_Document text_.
# # # # #
RAK: Well, when your lab was raided the first time [in 1965] your lab was still legal, and you went as far as suing the government to get your lab equipment back.

BEAR: They didn’t raid me for acid. They raided me because some moronic kid was staying in my apartment and he sold some speed out the front door to an agent. So, they came back looking for me and they found a little laboratory. I was in the process of figuring out the acid process so there was no speed there. So, they took all my stuff anyway and then arrogantly said fuck you. And I said no, you can’t do that. They told me to get a court order and so in less than a week I was back with a court order that named that officer and named the state. I told them they had to give back everything: all the glassware and all the chemicals.

The court said to me that these [chemicals] were poisons and I said to them so what? Lots of things are poison. Draino’s poison. And I picked up my stuff and walked out.

And that guy and that crew, the state narcs, never fucked with me again. They weren’t involved in my federal bust or anything. I said fuck with me baby and I will bite your fucking noo-noo’s off!

And I did. And then he fucked with this lawyer I know and they canned him, quicktime. He was a big guy, top of the department and everything,

but he fucked with the wrong people and he got the shaft right up his butt.

RAK: You were probably one of the most famous alchemists of the 60s but there were others, like Tim Scully, Nick Sands, etc...

BEAR: I should’ve stuck with Nick, he seemed to be dedicated but he didn’t look like he would do the quality...

RAK: Was he your apprentice?

BEAR: Tim kept telling me, but I said Tim, I can’t figure out why you would want to do this. I couldn’t figure out his motivations and I don’t think he knew either. He was so wrong that the first time I introduced him to one of my suppliers they turned him in. Every time he turned around, he did something to get into trouble. I dealt with everybody–I could call and order...crazy stuff... I could get large quantities of chemicals and things in the mail because I knew what to say and how to say it... No one ever turned me in for anything.
# # # # #
How does the interview with Bear go on after its final line?

Saved data entries:
# # # # #
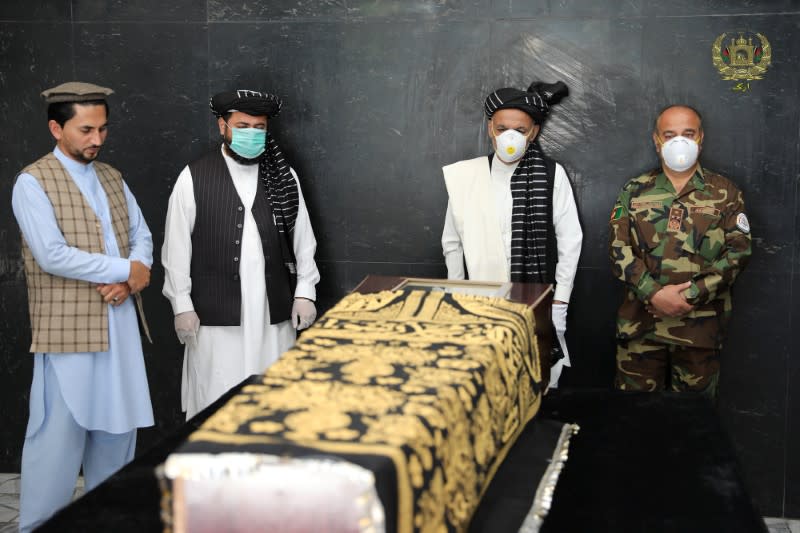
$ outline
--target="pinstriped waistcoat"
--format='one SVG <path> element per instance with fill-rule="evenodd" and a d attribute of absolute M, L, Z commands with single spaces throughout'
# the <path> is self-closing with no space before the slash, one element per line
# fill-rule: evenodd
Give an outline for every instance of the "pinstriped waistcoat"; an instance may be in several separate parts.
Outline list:
<path fill-rule="evenodd" d="M 120 257 L 128 257 L 128 204 L 122 175 L 105 163 L 94 163 L 97 177 L 108 198 L 114 236 Z M 53 204 L 56 221 L 69 246 L 90 253 L 105 253 L 100 220 L 69 172 L 52 154 L 25 167 L 41 185 Z M 22 254 L 28 284 L 31 320 L 31 352 L 104 352 L 108 346 L 108 304 L 94 283 L 48 274 L 36 263 L 25 237 Z M 145 333 L 141 296 L 135 295 Z"/>

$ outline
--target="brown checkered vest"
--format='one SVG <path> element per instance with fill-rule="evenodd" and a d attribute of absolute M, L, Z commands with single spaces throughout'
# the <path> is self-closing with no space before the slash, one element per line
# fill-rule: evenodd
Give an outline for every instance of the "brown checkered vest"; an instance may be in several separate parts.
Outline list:
<path fill-rule="evenodd" d="M 114 235 L 120 257 L 128 257 L 128 204 L 122 175 L 105 163 L 94 163 L 97 177 L 108 198 Z M 105 253 L 100 220 L 81 194 L 61 162 L 49 153 L 25 167 L 22 173 L 35 177 L 55 210 L 56 221 L 67 244 L 90 253 Z M 63 278 L 42 270 L 33 258 L 25 237 L 22 255 L 28 282 L 28 311 L 35 352 L 104 352 L 108 350 L 108 304 L 94 283 Z M 144 332 L 150 333 L 144 318 L 142 298 L 136 306 Z M 151 341 L 152 342 L 152 341 Z"/>

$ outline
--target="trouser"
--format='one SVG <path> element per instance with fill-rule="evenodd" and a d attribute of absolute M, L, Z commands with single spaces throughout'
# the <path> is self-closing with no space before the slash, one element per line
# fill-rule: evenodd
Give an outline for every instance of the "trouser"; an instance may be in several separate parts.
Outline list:
<path fill-rule="evenodd" d="M 667 344 L 647 336 L 617 341 L 614 386 L 628 391 L 696 392 L 715 399 L 719 350 Z"/>
<path fill-rule="evenodd" d="M 135 429 L 114 434 L 79 426 L 48 366 L 44 421 L 22 448 L 20 532 L 31 531 L 70 502 L 81 465 L 88 492 L 133 459 L 135 449 Z"/>

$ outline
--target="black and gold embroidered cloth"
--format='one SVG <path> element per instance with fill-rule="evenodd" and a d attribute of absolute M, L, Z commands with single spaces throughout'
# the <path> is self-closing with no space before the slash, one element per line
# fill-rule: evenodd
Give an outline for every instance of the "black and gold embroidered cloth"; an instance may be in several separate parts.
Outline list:
<path fill-rule="evenodd" d="M 350 294 L 178 452 L 342 457 L 392 480 L 387 529 L 464 531 L 539 408 L 533 320 L 497 298 Z"/>

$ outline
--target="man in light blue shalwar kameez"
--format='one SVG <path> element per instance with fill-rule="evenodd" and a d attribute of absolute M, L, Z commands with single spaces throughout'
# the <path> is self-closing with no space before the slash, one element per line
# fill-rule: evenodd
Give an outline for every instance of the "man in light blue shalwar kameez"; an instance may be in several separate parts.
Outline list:
<path fill-rule="evenodd" d="M 133 458 L 136 429 L 153 425 L 134 298 L 149 283 L 152 237 L 119 173 L 93 162 L 107 133 L 105 96 L 110 93 L 76 82 L 42 93 L 57 145 L 19 174 L 13 190 L 14 215 L 27 254 L 35 352 L 22 452 L 23 532 L 69 503 L 81 466 L 86 490 L 91 490 Z M 69 179 L 72 183 L 64 185 Z M 120 221 L 125 211 L 127 221 Z M 101 231 L 84 231 L 95 227 Z M 121 244 L 118 238 L 126 230 Z M 101 251 L 71 242 L 81 238 L 97 240 Z M 125 247 L 127 257 L 121 253 Z M 46 283 L 36 281 L 41 279 Z M 37 305 L 58 291 L 59 283 L 78 288 L 52 297 L 46 302 L 49 315 L 40 316 L 45 308 Z M 72 302 L 76 291 L 80 297 Z M 57 312 L 64 301 L 67 311 Z M 95 311 L 98 305 L 100 313 Z M 81 320 L 87 325 L 76 326 L 71 313 L 85 314 Z M 99 331 L 100 344 L 80 340 L 83 329 Z M 71 351 L 71 346 L 107 349 Z"/>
# # # # #
_Expected answer_.
The cops would watch my house for three or four months continuously and they saw me come and go only once. And yet I would come and go every day. So, I don’t know...

RAK: William Burroughs said that same thing about going under the radar and not being seen... el hombre invisible...

BEAR: I’ve gone through security checks where I had to open up film canisters full of weed and as they were doing so, I would be thinking... there’s absolutely nothing you’re interested in here whatsoever... and it works... they must look at it but not see it... And the other thing is that I was trained as an actor. I was trained in the Michael Chekhovian method acting school. Which is different from Stanislavski, where you create the character in the script. In Chekhov you discover the character and then impersonate it. I knew how to direct anyone, anywhere by just talking to them.

RAK: Getting back to making acid, there is this theory that the alchemist imprints a bit of themselves on their creation.

BEAR: Alchemists believed the universe was conscious. They weren’t imprinting anything; they weren’t doing anything except trying to pretend to make gold out of lead so that the church wouldn’t burn them at the stake.

RAK: I mean the modern chemists now days and in the 60s which are sometimes called alchemists. One of the theories in psychedelia is that the quality of acid [or other chemicals] is affected by the consciousness of the maker.

BEAR: Well, I thought so, but I do a lot of things strangely. I thought that. You’re taking something absolutely inert and turning it into something so powerful–a microgram will do it–that you can warp the universe. It was so powerful that I always moved it around–I wouldn’t make it in one place for more than two or three weeks because I felt the place would get all twisted.

RAK: Do you have any regrets about how the 60s turned out? About how the psychedelic movement collapsed?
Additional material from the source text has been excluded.